[SHORT EXERCISE A] Could you reproduce the part of the forum post about graphics cards that begins at the words "That shouldn't be" and stops after the words "be any faster.", keeping every word unchanged?

That shouldn't be a surprise at all. The GTX570 has twice as many CUDA cores (480) compared to the Quadro 4000 (256). The new Quadro K4000 has 768 CUDA cores. You don't buy Quadro for it's power; you buy it for the stability of it's drivers.

~jr
OldSmoke wrote on 6/15/2013, 1:09 PM
While like you I prefer stability and I don't have any issue with that at all I can't imagine anything slower then what I currently have. You do need performance too as it is difficult to do your project, color correction, chroma keying and so on at a low preview setting. I can run a 4cam project with transitions and FX at "Best Full" and with scrolling text a setting lower. I don't mind spending the money on a Quadro K5000 if it is proven to be any faster.

Like you and after having build countless systems over the past 25 years, I select my components carefully.

[MATERIAL FOR THE TASK]
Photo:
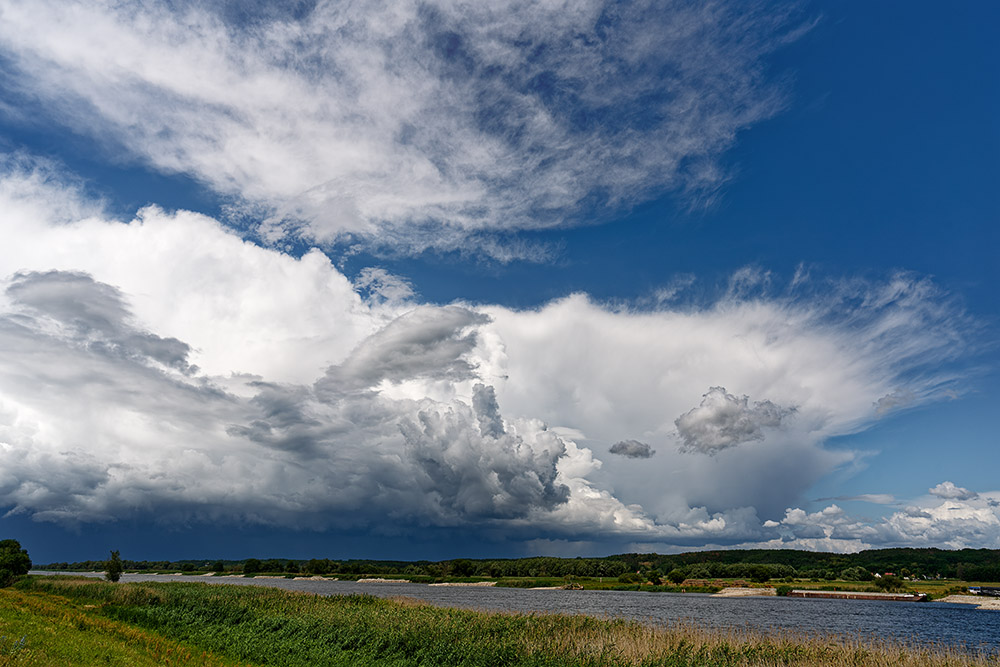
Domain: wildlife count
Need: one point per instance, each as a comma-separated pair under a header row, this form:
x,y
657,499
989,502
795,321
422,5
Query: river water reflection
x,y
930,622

[SHORT EXERCISE B] Can you write out every line of the listing above word for word, leaving out the pictures?

[TASK OUTPUT A]
That shouldn't be a surprise at all. The GTX570 has twice as many CUDA cores (480) compared to the Quadro 4000 (256). The new Quadro K4000 has 768 CUDA cores. You don't buy Quadro for it's power; you buy it for the stability of it's drivers.

~jr
OldSmoke wrote on 6/15/2013, 1:09 PM
While like you I prefer stability and I don't have any issue with that at all I can't imagine anything slower then what I currently have. You do need performance too as it is difficult to do your project, color correction, chroma keying and so on at a low preview setting. I can run a 4cam project with transitions and FX at "Best Full" and with scrolling text a setting lower. I don't mind spending the money on a Quadro K5000 if it is proven to be any faster.

[TASK OUTPUT B]
Photo:
Domain: wildlife count
Need: one point per instance, each as a comma-separated pair under a header row, this form:
x,y
657,499
989,502
795,321
422,5
Query: river water reflection
x,y
930,622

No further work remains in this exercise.